--- START Data for this task ---
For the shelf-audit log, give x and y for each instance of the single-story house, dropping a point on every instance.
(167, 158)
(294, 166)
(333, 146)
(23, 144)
--- END Data for this task ---
# Directions:
Reproduce the lines above word for word, in their original order.

# Response to the exercise:
For the shelf-audit log, give x and y for each instance of the single-story house, dropping a point on every instance.
(167, 158)
(294, 166)
(333, 146)
(23, 144)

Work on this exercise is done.